An object of the present invention is to provide a method and an apparatus for warming high-pressure feed water heaters for power plants, which permits preventing the occurrence of an excessively high thermal stress in high-pressure feed water heaters when a power plant is started.

The present invention is directed to a method and an apparatus for warming high-pressure feed water heaters for power plants provided with a boiler having a circulation system, in which a part of high-temperature circulating feed water flowing in a circulation system is taken out therefrom to be introduced into a high-pressure feed water heater from the upstream side thereof and passed therethrough, whereby the feed water heater can be warmed during a period of time between an instant, at which the boiler is ignited, and an instant, at which the high-pressure feed water heater is put in practical use, and in which the occurrence of an excessively high thermal stress in the high-pressure feed water heater can be prevented.

FIG. 1 is a system diagram of a thermal power plant provided with a warming system for high-pressure feed water heaters embodying the present invention;

FIG. 2 is a graph showing variations in the temperature of feed water, number of revolutions per minute of a turbine, and a turbine load during a starting step for the power plant shown in FIG. 1; and

FIG. 3 is a graph showing a life consumption rate of the high-pressure feed water heater for the power plant shown in FIG. 1, per operational cycle of the power plant.

= = = = = = =

→ **Assignment 1**
Please copy the records word for word, starting at the first line of the records and ending with the line that contains "108L41 116L50 121L62".

= = = = = = =

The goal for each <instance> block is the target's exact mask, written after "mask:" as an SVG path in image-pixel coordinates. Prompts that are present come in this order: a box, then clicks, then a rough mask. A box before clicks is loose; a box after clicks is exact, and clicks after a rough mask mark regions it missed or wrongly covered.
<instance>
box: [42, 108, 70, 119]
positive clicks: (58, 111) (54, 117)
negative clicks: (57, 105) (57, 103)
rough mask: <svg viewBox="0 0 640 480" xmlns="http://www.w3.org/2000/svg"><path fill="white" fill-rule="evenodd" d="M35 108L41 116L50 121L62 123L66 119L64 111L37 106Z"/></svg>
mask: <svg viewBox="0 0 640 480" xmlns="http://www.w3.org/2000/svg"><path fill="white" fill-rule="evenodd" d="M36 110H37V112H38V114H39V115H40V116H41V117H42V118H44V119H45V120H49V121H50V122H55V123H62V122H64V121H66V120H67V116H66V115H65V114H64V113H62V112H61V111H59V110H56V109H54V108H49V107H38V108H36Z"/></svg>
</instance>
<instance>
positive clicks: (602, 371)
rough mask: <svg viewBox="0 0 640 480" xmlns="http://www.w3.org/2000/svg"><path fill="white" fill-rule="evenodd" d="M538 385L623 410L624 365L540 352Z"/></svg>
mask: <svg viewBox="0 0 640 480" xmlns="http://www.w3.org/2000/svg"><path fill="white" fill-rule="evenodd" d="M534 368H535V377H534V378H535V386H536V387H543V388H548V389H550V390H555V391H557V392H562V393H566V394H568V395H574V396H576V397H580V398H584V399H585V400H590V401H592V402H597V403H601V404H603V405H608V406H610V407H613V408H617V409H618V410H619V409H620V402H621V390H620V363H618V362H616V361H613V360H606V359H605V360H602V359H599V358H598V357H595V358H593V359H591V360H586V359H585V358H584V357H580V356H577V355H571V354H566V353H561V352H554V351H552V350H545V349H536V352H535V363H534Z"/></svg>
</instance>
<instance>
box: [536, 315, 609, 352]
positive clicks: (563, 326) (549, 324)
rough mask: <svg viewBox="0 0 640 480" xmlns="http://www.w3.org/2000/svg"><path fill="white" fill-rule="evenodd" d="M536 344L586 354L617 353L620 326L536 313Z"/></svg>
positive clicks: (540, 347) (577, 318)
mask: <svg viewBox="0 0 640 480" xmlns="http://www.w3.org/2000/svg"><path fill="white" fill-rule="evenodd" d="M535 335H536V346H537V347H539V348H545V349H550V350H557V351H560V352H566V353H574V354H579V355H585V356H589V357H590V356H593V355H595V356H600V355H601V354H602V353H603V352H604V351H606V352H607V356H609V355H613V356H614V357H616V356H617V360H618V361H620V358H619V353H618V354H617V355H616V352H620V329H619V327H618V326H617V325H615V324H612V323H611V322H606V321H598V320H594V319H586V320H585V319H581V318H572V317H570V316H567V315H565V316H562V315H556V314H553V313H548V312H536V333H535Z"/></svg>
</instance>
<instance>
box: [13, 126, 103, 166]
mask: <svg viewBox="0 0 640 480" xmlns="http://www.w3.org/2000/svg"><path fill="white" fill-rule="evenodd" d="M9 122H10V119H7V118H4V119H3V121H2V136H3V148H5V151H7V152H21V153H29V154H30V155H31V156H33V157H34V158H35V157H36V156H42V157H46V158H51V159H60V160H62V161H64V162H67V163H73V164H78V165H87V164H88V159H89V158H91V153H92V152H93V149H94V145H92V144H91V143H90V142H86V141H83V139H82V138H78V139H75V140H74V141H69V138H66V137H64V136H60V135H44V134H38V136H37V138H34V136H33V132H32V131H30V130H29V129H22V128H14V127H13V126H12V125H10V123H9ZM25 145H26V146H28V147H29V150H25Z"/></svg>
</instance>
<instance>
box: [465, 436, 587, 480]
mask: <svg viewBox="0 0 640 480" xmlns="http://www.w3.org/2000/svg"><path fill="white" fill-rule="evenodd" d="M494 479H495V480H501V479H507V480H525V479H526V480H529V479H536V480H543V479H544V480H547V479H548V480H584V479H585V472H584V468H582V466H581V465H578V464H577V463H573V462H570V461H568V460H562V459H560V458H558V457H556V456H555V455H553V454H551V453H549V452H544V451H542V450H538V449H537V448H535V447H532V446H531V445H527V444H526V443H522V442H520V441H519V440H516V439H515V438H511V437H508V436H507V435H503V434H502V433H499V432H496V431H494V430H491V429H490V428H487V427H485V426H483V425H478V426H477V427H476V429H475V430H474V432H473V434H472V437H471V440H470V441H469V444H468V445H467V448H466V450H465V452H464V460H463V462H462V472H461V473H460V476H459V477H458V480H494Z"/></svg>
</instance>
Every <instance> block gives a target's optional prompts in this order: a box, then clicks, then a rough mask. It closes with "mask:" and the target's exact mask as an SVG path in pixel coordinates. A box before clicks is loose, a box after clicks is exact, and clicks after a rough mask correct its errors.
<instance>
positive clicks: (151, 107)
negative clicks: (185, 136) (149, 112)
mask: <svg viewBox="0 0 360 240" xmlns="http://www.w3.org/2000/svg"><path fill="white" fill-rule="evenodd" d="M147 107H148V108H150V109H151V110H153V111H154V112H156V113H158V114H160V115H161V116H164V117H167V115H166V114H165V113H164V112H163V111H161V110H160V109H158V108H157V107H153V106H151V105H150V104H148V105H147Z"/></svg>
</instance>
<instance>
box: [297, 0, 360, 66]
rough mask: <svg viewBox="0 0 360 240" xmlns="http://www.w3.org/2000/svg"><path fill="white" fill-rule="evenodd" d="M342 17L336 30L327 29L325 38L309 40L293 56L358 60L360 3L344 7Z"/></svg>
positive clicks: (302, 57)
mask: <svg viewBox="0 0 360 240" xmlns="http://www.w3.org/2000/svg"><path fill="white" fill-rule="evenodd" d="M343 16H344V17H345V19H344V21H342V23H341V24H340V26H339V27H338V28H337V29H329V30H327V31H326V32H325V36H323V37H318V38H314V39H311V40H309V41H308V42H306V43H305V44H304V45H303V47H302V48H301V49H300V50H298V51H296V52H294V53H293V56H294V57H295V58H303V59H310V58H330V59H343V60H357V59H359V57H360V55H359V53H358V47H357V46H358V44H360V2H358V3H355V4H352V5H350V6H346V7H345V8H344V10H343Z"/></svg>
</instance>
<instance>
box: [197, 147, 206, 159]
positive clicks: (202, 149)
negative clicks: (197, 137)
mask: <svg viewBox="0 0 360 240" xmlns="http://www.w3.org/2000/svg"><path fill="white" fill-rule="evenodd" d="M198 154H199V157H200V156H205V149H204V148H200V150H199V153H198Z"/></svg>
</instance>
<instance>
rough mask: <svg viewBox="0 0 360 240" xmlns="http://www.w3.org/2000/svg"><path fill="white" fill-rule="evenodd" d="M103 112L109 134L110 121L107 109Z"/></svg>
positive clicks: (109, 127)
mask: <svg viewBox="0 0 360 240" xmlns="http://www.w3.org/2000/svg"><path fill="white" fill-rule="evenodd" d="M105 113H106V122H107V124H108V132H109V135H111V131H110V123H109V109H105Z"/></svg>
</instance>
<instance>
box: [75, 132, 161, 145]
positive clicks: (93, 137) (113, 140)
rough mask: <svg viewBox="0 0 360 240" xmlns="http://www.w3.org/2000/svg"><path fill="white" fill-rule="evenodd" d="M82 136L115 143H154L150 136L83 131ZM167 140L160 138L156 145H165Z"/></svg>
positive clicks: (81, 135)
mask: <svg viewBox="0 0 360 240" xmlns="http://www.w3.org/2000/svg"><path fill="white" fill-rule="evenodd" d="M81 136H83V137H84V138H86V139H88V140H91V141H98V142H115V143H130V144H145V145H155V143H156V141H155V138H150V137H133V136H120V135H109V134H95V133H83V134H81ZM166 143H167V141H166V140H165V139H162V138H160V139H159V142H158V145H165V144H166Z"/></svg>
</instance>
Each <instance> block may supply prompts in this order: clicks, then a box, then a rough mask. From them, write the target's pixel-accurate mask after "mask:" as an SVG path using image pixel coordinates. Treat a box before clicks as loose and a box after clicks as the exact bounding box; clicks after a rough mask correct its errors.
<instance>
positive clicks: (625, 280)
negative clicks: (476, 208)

= = = = = = =

→ **Assignment 2**
Quote the text on warming feed water heaters, starting at "The present invention is directed" and ending at "can be prevented.".

→ **Answer area 1**
The goal for each <instance> block is the target's exact mask, written after "mask:" as an SVG path in image-pixel coordinates. Prompts that are present come in this order: a box, then clicks, then a rough mask. A box before clicks is loose; a box after clicks is exact, and clicks after a rough mask mark regions it missed or wrongly covered.
<instance>
box: [42, 108, 70, 119]
positive clicks: (58, 111) (54, 117)
negative clicks: (57, 105) (57, 103)
rough mask: <svg viewBox="0 0 640 480" xmlns="http://www.w3.org/2000/svg"><path fill="white" fill-rule="evenodd" d="M35 108L41 116L50 121L62 123L66 119L64 111L37 106Z"/></svg>

→ **Answer area 2**
The present invention is directed to a method and an apparatus for warming high-pressure feed water heaters for power plants provided with a boiler having a circulation system, in which a part of high-temperature circulating feed water flowing in a circulation system is taken out therefrom to be introduced into a high-pressure feed water heater from the upstream side thereof and passed therethrough, whereby the feed water heater can be warmed during a period of time between an instant, at which the boiler is ignited, and an instant, at which the high-pressure feed water heater is put in practical use, and in which the occurrence of an excessively high thermal stress in the high-pressure feed water heater can be prevented.